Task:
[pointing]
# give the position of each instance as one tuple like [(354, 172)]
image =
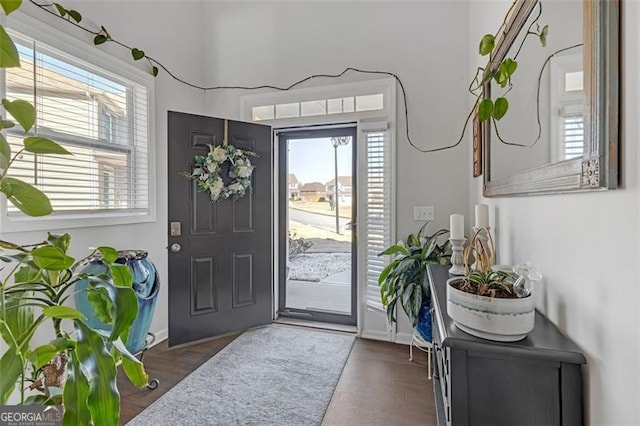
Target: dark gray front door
[(220, 267)]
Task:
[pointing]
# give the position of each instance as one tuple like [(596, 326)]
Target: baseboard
[(404, 338), (376, 335), (161, 336)]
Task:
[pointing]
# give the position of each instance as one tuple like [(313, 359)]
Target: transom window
[(100, 117), (360, 103)]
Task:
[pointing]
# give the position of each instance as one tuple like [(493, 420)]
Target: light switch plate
[(421, 213)]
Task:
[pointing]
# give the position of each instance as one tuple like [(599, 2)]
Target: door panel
[(221, 279)]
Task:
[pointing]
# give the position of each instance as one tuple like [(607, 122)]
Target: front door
[(220, 253), (318, 257)]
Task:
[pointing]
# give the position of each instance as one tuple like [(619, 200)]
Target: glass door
[(317, 225)]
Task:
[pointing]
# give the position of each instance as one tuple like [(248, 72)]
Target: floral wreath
[(208, 169)]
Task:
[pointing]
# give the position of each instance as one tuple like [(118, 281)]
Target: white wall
[(587, 247), (177, 43), (252, 43)]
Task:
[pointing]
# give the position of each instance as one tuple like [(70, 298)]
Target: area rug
[(274, 375)]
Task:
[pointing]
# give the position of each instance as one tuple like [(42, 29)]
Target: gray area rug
[(274, 375)]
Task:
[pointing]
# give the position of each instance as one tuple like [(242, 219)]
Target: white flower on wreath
[(219, 154), (244, 171), (236, 188), (216, 188)]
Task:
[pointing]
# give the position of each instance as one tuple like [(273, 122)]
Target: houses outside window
[(101, 117)]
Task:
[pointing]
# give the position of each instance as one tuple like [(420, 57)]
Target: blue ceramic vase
[(146, 285), (424, 322)]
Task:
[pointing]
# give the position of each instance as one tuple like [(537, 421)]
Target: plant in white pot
[(484, 302)]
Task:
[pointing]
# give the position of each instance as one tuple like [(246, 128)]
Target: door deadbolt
[(175, 229)]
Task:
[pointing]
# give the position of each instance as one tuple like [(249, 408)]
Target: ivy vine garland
[(208, 172)]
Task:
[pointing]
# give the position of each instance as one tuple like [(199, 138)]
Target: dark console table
[(536, 381)]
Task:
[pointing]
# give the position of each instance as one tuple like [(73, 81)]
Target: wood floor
[(378, 386)]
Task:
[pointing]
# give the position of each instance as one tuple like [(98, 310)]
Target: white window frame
[(563, 103), (371, 321), (36, 29)]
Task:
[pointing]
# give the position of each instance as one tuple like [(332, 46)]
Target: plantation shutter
[(572, 131), (101, 118), (377, 206)]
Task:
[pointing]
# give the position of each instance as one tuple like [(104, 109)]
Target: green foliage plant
[(483, 280), (488, 106), (404, 279), (37, 280)]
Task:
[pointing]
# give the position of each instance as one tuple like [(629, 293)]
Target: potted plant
[(486, 302), (404, 279), (77, 367)]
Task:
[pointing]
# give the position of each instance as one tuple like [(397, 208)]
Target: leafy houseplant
[(77, 368), (403, 280), (484, 302)]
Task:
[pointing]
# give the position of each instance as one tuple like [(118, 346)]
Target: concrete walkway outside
[(331, 294)]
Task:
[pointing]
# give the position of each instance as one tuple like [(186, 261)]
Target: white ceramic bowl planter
[(493, 318)]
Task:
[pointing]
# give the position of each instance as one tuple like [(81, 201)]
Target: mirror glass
[(556, 134)]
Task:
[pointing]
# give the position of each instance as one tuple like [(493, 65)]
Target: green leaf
[(51, 258), (62, 241), (5, 152), (75, 395), (109, 254), (543, 35), (486, 76), (42, 355), (29, 199), (485, 109), (121, 275), (10, 5), (502, 75), (510, 66), (137, 54), (99, 368), (26, 274), (101, 304), (22, 111), (487, 44), (100, 39), (75, 15), (18, 316), (62, 312), (132, 366), (4, 124), (9, 57), (11, 367), (500, 108), (39, 145), (125, 305), (395, 249), (61, 10)]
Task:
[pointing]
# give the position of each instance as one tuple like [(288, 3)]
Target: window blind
[(572, 136), (377, 207), (101, 118)]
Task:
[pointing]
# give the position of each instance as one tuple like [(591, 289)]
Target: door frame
[(284, 135)]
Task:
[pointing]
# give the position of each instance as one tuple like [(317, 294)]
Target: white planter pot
[(492, 318)]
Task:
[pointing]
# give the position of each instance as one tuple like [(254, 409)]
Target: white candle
[(482, 216), (456, 223)]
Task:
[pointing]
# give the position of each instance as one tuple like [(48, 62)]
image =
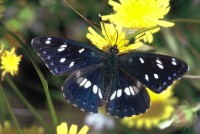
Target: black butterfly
[(98, 77)]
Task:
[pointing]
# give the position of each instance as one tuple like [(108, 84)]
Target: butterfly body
[(97, 77)]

⁂

→ **TASK GOAL**: Without copying any images, transcribe the records exactly as they stand.

→ **SOLUTION FOR THIS PROBLEM**:
Task:
[pointing]
# give the position of each instance as one tuple like [(354, 172)]
image =
Target: dark gray front door
[(220, 267)]
Task:
[pointing]
# give the position of each instance as one tuple like [(596, 326)]
Target: baseboard
[(404, 338), (376, 335), (161, 336)]
Task:
[pointing]
# give the position of each instance as one tuple like [(313, 359)]
Target: transom window
[(100, 117), (360, 103)]
Task:
[pointing]
# give the position of each instance as one tuple like [(493, 420)]
Target: light switch plate
[(421, 213)]
Task:
[pointing]
# give the position of each instance as one tuple like [(599, 2)]
Target: door panel
[(221, 279)]
Task:
[pointing]
# give the position of each instance as one tuple like [(607, 122)]
Target: front door
[(220, 253), (318, 257)]
Task:
[pointing]
# give the position of each instance as one tuple like [(619, 200)]
Target: glass door
[(317, 225)]
Task:
[pointing]
# give the position of each instance as one tuple like [(248, 72)]
Target: floral wreath
[(208, 169)]
Task:
[pointing]
# give the position of each instance as one tuple like [(118, 281)]
Target: white wall
[(587, 247), (177, 43), (252, 43)]
Task:
[pointing]
# give the position of each instance as one tuple like [(70, 298)]
Target: area rug
[(274, 375)]
Task:
[pointing]
# give the position of each instance as one tuple like [(42, 29)]
Target: gray area rug
[(274, 375)]
Task:
[pointing]
# give the position of each instance as one tuple like [(242, 219)]
Target: white flower on wreath
[(219, 154), (244, 171), (236, 188), (216, 188)]
Task:
[pointing]
# give the position of each instance as one tuple like [(273, 122)]
Target: houses outside window
[(101, 117)]
Task:
[pointing]
# give the position of each instance as one tuple like [(420, 57)]
Target: blue ceramic vase
[(146, 285), (424, 322)]
Task:
[pointing]
# give the position of each instance as one tuple like [(537, 421)]
Target: plant in white pot
[(484, 302)]
Task:
[pointing]
# give the position of each instance as one tuple like [(246, 128)]
Target: door deadbolt
[(175, 229)]
Task:
[pointing]
# give the position of each instance as one tuple like [(249, 408)]
Target: ivy vine garland
[(208, 172)]
Task:
[pointing]
# give the position of each instance as one tuple like [(199, 138)]
Target: dark console table
[(536, 381)]
Task:
[pointing]
# give the position of each instance as one tuple like [(73, 81)]
Target: wood floor
[(378, 386)]
Task:
[pointing]
# give the position of each instance as one tuple like [(98, 310)]
Target: white window frame
[(563, 103), (371, 321), (36, 29)]
Task:
[pointing]
# give the position of each instance as one tuple like [(332, 46)]
Target: plantation shutter
[(572, 131), (101, 118), (377, 206)]
Task:
[pointing]
# give the position of each instance as one tuple like [(104, 109)]
Target: green foliage plant
[(483, 280), (488, 106), (404, 279), (37, 280)]
Task:
[pointing]
# give the position of each instance as one tuple like [(629, 293)]
Target: potted plant
[(486, 302), (404, 279), (77, 367)]
Task:
[pointing]
# give the position of each instance as one tuple like [(397, 208)]
Target: leafy houseplant
[(77, 368), (403, 280), (484, 302)]
Task:
[pointing]
# give the position of each instance as one tuple like [(118, 346)]
Target: concrete walkway outside
[(331, 294)]
Task:
[pointing]
# give the position of each instance as one tuple like [(186, 261)]
Target: white ceramic bowl planter
[(493, 318)]
Task:
[pointing]
# give the position of each instance as one tuple like [(81, 201)]
Target: mirror glass
[(556, 134)]
Task:
[pointing]
# give the position of each instance as one tuple like [(493, 65)]
Target: green leaf
[(51, 258), (62, 241), (5, 152), (75, 395), (109, 254), (543, 35), (486, 76), (42, 355), (29, 199), (485, 109), (121, 275), (10, 5), (502, 75), (510, 66), (137, 54), (99, 368), (26, 274), (101, 304), (22, 111), (487, 44), (100, 39), (75, 15), (18, 316), (62, 312), (132, 366), (4, 124), (9, 57), (11, 367), (500, 108), (39, 145), (125, 305), (395, 249), (61, 10)]
Task:
[pointing]
# give the position of each instance as one tuple like [(288, 3)]
Target: window blind
[(572, 136), (377, 207), (101, 118)]
Task:
[pointing]
# give the position of each instance as one tuple like [(591, 289)]
Target: door frame
[(284, 135)]
Task:
[pointing]
# give the position of each instance as one tuple like [(317, 294)]
Target: white planter pot
[(492, 318)]
Task:
[pointing]
# give the position of each instance as one tuple like [(254, 409)]
Target: white candle
[(482, 216), (456, 223)]
Task:
[pointing]
# give the position of each instance as one tuple like [(48, 62)]
image =
Target: black butterfly
[(98, 77)]
Task:
[pointing]
# give the position of each instance as one tuple like [(108, 84)]
Target: butterfly body
[(97, 77)]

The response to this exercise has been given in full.